Some jurisdictions have perceived a certain illogic in allowing the subject of an arrest warrant to question the legality of a police intrusion into a home where the subject does not reside. See, e.g., United States v. Buckner, 717 F.2d 297, 300 (6th Cir.1983); United States v. Underwood, 717 F.2d 482, 483-84 (9th Cir.1983), cert, denied, 465 U.S. 1036, 104 S.Ct. 1309, 79 L. Ed.2d 707 (1984) (“A person has no greater right of privacy in another’s home than in his own”). Since the police could have arrested defendant in his own home based only on an arrest warrant, permitting him to lodge the instant challenge might mean granting him greater protection from police intrusion in Brown’s motel room than he would have had in his own residence. Ibid. On the other hand, commentators have described “analyses that would not apply Steagald to the arrestee’s claim as ‘bizarre reasoning [which] would render the Steagald rule a virtual nullity.’ ” United States v. Weems, 322 F.3d 18, 23 n. 3 (1st Cir.), cert, denied, U.S. -, 124 S.Ct. 233, 157 L. Ed.2d 167 (2003) (quoting 5 W.R. LaFave, Search and Seizure, § 11.3(b), at 143 (3d ed.1996)). “If individuals are precluded from objecting to warrantless entries and searches of homes by their lack of standing, little incentive remains for law enforcement officers to comply with ... Payton and Steagald.” Ibid, (quoting J.D. Harbaugh & N.L. Faust, “Knock on Any Door” — Home Arrests After Payton and Steagald, 86 Dick. L.Rev. 191 (1982)).

Refusing defendant an opportunity to assert his challenge would be antithetical to the values intrinsic in our State Constitution, and thus we decline to reach that result. See Miller, supra, 342 N.J.Super. at 478, 777 A.2d 348. In applying State law, we, of course, consider with respectful attention the reasoning processes employed by the United States Supreme Court in similar cases. See, e.g., id. at 484-85, 777 A.2d 348.

Turning to the merits of defendant’s position, Steagald involved a confidential informant who provided federal authorities with information about the location of a wanted fugitive. The informant told the authorities that the fugitive, Ricky Lyons, could be reached at a particular telephone number during the next 24 hours. Steagald, supra, 451 U.S. at 206, 101 S.Ct. at 1644, 68 L.Ed.2d at 42.

— SET TASK A —
Answer these questions from the arrest warrant opinion:
(i) Which circuit decided United States v. Underwood?
(ii) Which case is cited with "supra, 342 N.J.Super. at 478"?
(iii) In Steagald, who was the wanted fugitive?
— SET TASK B —
Continue the arrest warrant opinion from its final sentence.
The items that follow were taken from a separate source.

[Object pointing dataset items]
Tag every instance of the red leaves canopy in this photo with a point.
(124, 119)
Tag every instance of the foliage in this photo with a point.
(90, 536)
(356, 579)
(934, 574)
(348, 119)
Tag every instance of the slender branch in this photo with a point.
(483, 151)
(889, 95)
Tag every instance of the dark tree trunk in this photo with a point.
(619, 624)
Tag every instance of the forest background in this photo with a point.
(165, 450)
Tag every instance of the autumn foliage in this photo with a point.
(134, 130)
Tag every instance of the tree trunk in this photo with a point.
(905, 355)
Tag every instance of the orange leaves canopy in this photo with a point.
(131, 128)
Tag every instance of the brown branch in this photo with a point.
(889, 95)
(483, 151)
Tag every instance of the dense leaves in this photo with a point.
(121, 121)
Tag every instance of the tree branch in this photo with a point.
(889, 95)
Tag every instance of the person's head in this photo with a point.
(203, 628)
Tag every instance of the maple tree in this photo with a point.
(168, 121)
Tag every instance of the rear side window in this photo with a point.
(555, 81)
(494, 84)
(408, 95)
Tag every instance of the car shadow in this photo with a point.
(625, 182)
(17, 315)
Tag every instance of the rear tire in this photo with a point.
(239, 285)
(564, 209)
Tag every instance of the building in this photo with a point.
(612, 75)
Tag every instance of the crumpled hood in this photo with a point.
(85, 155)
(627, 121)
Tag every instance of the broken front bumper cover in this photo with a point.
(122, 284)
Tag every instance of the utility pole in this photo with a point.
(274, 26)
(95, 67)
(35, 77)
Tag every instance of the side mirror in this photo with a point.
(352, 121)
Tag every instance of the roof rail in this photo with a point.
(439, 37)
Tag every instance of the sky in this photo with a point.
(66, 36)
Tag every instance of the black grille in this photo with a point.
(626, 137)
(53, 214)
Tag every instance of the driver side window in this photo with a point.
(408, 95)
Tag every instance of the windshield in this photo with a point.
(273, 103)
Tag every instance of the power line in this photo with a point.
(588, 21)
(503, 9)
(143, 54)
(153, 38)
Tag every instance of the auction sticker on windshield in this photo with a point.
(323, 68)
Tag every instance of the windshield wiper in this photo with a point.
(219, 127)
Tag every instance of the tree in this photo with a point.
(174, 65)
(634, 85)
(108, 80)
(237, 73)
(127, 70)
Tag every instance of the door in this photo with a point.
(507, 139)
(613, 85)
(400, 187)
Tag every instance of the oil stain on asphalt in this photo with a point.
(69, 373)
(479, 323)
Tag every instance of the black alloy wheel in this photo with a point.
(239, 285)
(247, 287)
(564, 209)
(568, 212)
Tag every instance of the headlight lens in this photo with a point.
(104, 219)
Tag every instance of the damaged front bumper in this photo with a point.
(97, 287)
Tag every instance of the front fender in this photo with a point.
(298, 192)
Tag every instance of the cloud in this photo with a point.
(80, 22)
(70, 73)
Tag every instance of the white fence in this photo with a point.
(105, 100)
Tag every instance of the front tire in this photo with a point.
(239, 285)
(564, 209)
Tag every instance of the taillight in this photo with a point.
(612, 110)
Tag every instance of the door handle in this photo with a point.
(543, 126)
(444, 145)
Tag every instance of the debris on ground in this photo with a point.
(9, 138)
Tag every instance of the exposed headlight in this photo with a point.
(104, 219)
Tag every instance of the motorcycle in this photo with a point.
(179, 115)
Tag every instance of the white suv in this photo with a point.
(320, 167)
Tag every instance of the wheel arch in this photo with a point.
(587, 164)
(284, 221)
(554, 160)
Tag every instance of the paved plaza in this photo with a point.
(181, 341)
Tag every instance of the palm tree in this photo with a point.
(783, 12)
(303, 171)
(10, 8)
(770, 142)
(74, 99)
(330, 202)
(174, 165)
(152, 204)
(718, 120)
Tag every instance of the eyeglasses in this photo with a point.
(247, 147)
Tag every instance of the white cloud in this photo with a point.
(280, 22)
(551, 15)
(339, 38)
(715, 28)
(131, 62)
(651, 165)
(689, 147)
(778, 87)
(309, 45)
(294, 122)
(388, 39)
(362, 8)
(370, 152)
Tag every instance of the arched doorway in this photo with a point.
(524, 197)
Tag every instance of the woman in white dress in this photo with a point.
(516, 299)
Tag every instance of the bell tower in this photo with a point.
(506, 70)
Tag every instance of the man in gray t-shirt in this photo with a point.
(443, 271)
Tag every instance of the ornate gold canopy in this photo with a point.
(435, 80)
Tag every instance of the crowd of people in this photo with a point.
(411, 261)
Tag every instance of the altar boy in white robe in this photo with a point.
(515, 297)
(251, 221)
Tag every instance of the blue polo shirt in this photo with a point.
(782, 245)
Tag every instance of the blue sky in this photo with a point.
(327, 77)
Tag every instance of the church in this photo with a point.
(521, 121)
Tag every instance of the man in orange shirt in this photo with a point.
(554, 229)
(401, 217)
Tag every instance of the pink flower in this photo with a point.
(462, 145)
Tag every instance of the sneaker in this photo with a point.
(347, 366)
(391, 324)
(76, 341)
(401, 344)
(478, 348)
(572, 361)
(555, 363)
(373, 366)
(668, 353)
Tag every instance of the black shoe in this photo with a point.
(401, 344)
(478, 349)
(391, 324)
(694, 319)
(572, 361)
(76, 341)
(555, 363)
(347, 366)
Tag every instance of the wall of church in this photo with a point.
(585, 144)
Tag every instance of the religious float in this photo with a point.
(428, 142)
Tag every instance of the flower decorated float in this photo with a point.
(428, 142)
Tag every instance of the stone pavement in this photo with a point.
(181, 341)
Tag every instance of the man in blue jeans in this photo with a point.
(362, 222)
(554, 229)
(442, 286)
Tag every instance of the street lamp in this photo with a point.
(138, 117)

— RESPONSE A —
(i) The Ninth Circuit.
(ii) Miller.
(iii) Ricky Lyons.

— RESPONSE B —
Federal officers obtained the address associated with the telephone number and proceeded to the location two days later without a search warrant. When they arrived, they encountered two men, Gary Steagald and Hoyt Gaultney, standing outside the residence. Some of the officers frisked the two men and determined their identities; others went to the house to commence the search for Lyons. Gaultney’s wife answered the door and informed the officers that she was alone in the house. She was placed under guard while one of the officers searched the residence. Although Lyons was not found, the officer discovered what he thought was cocaine. Another officer then went to obtain a search warrant so that the house could be searched for additional evidence of drugs. Yet, before the search warrant could be obtained, the home was again searched revealing additional inculpatory evidence. Ultimately, a third search, made pursuant to the search warrant, yielded the discovery of a large cache of cocaine on the basis of which Steagald was eventually indicted. The defendant moved to suppress the evidence found in the house, contending that the indictment was the product of an illegal search. The motion was denied by the trial court and, on appeal to the Fifth Circuit Court of Appeals, the denial was affirmed by a divided court. Id. at 206-07, 101 S.Ct. at 1644-45, 68 L.Ed.2d at 42.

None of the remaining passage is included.